--- Data for the task ---

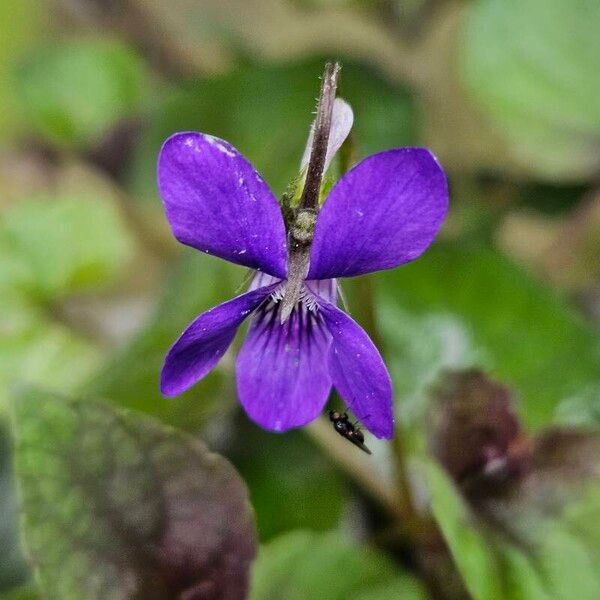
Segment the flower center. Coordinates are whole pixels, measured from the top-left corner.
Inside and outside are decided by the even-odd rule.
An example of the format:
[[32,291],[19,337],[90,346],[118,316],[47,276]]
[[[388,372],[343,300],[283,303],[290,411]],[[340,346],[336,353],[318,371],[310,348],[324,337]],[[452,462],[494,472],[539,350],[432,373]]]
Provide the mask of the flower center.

---
--- Data for the task ---

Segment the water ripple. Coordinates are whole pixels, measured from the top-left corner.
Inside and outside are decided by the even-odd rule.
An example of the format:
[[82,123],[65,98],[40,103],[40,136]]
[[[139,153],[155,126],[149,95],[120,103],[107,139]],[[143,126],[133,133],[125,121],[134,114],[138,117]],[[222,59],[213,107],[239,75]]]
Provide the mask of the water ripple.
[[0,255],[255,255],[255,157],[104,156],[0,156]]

---

- Exercise description:
Count the lines in the records above that contain "flower". Reply with the number only.

- Finished task:
2